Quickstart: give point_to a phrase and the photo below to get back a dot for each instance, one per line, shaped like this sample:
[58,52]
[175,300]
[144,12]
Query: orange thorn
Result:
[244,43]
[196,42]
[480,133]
...
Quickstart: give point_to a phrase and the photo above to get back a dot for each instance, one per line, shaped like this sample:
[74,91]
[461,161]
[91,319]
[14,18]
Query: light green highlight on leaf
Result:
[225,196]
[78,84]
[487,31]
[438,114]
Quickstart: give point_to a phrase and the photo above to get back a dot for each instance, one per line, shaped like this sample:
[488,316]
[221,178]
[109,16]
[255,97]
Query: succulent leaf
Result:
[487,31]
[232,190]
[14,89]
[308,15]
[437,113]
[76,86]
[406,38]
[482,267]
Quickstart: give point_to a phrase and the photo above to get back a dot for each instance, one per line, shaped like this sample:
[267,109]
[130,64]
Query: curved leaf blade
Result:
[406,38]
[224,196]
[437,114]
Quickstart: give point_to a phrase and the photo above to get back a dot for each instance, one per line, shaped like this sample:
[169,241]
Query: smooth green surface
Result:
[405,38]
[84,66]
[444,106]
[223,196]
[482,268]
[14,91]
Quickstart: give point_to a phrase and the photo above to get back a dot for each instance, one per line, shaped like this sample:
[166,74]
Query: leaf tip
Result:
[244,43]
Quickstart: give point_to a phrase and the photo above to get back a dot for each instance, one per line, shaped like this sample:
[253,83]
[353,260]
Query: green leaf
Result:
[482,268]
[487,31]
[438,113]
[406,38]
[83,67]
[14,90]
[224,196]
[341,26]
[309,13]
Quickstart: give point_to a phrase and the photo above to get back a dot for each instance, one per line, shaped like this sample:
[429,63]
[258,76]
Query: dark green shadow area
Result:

• WHAT THE TASK REQUIRES
Report each line in the listing that contains the word "Query", copying every such line in full and treating uppercase and lowercase as different.

• ANSWER TO THIS PROBLEM
Query: orange thorn
Query: light green highlight on leaf
Query: succulent leaf
Query: curved leaf blade
Query: smooth green surface
Query: leaf tip
Query: green leaf
Query: dark green shadow area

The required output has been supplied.